- **LISTED ENTRIES**

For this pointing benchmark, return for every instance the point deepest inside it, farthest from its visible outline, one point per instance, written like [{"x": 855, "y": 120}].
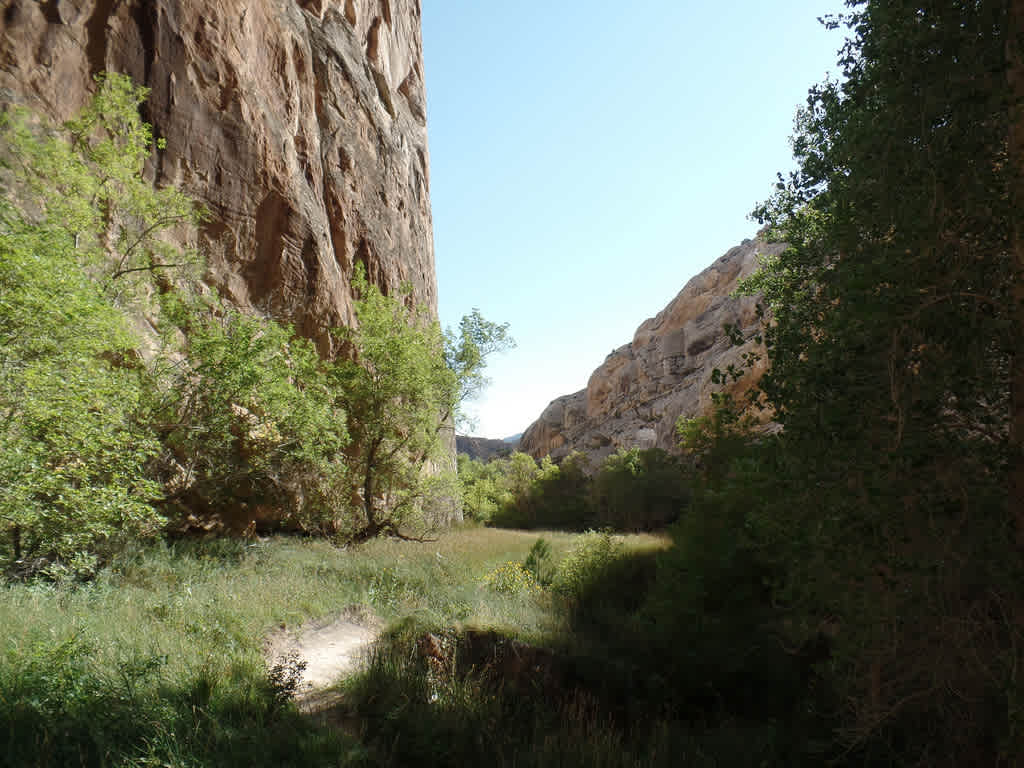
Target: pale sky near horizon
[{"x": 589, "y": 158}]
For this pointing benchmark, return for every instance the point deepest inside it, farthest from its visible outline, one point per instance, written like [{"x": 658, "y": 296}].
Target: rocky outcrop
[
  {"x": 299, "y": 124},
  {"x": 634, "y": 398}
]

--

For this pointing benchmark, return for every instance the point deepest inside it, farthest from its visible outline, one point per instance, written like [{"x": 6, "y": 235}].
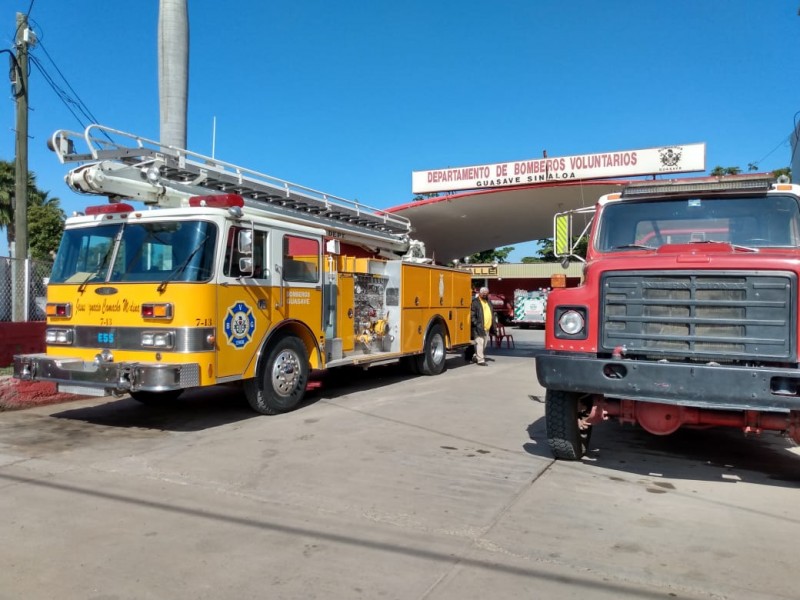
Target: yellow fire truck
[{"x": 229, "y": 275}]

==

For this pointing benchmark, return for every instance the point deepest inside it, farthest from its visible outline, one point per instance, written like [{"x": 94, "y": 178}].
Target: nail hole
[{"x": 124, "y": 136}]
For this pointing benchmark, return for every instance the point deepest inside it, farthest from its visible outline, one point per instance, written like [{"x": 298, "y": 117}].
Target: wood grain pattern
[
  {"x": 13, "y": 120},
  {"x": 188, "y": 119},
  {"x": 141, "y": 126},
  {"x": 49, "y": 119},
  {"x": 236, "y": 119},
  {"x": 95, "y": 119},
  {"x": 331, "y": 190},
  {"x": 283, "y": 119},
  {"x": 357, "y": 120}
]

- **DESCRIPTION OF THE TASK**
Extract every line of the data above that contains the string "instance", treating uppercase and lowercase letters as distinct.

- **RESPONSE TO THE TASK**
For this pointing benchmark, return for every instance the point deepest inside it, farthest from its visible outline, one point per instance, written like [{"x": 855, "y": 120}].
For this pointing benchmark, return for every instance the point deepest inside it, farthest from its visible outline, one point per instance, written like [{"x": 658, "y": 296}].
For this pointing benchmark, return for every instance the point deepest inside it, farthest from its visible outline, one point per instance, written like [{"x": 6, "y": 235}].
For this pointing benchmark, return for every instance the point deepest inside it, farthest from its visible outline, one point per instance, written like [{"x": 94, "y": 178}].
For this pointing benchmark, return for every instance the point deepest inside it, farthest from its visible outline, one point per instance, written like [{"x": 298, "y": 117}].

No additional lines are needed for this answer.